Reproduce the stretch of the data from the line containing "Where can the sheep's face" through the end, including both ends and the requests unchanged, but multiply every x and y coordinate in the answers by 0.35 and round to whole numbers, with halves rounded up. Omit the pictures from your answer.

TASK INPUT ▸
☆ ☆ ☆
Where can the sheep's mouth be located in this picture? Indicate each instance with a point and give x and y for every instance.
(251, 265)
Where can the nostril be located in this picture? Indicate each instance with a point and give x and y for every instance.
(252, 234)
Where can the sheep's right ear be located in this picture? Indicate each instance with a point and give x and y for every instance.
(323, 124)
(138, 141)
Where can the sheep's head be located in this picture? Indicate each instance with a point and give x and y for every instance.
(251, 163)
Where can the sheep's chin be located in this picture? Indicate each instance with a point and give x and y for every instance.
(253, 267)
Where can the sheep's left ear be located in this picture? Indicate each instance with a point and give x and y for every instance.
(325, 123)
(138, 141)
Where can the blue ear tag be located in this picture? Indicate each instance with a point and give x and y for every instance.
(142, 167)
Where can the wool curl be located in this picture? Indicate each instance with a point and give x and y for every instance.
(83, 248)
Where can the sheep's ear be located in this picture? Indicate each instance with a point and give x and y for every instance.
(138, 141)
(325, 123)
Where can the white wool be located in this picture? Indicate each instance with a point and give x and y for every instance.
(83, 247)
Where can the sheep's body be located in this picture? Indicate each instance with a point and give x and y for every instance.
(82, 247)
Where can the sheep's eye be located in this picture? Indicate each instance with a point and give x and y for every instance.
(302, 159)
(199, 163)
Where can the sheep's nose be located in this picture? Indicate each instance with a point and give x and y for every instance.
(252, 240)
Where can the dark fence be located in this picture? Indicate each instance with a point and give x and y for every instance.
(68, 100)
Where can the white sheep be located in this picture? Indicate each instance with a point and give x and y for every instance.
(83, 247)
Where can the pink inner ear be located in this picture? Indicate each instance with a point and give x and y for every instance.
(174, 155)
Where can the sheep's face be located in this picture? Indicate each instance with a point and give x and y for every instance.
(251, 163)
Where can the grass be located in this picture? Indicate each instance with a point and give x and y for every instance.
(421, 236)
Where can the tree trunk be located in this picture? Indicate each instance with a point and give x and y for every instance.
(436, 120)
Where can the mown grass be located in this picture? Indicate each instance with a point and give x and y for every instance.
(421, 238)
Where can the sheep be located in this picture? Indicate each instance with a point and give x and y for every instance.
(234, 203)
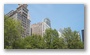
☆ ☆ ☆
RESULT OF THIS EXERCISE ▸
Where can the sheep's face be located in this picture? Indicate each instance with a point and give x and y for every instance.
(88, 57)
Where can the grass be located in this picture? Indicate each instance with a point and give x and y for every instance.
(147, 83)
Where can the tree trunk be located in this picture? Indicate each instance with a point and give x and y for every instance.
(153, 42)
Where can the mown grass be located in this picture? Indicate each instance with a point and give x and y for every instance.
(147, 83)
Where can the sheep be located in this picture? Indicate each instance with a point and give x and y for every instance.
(82, 71)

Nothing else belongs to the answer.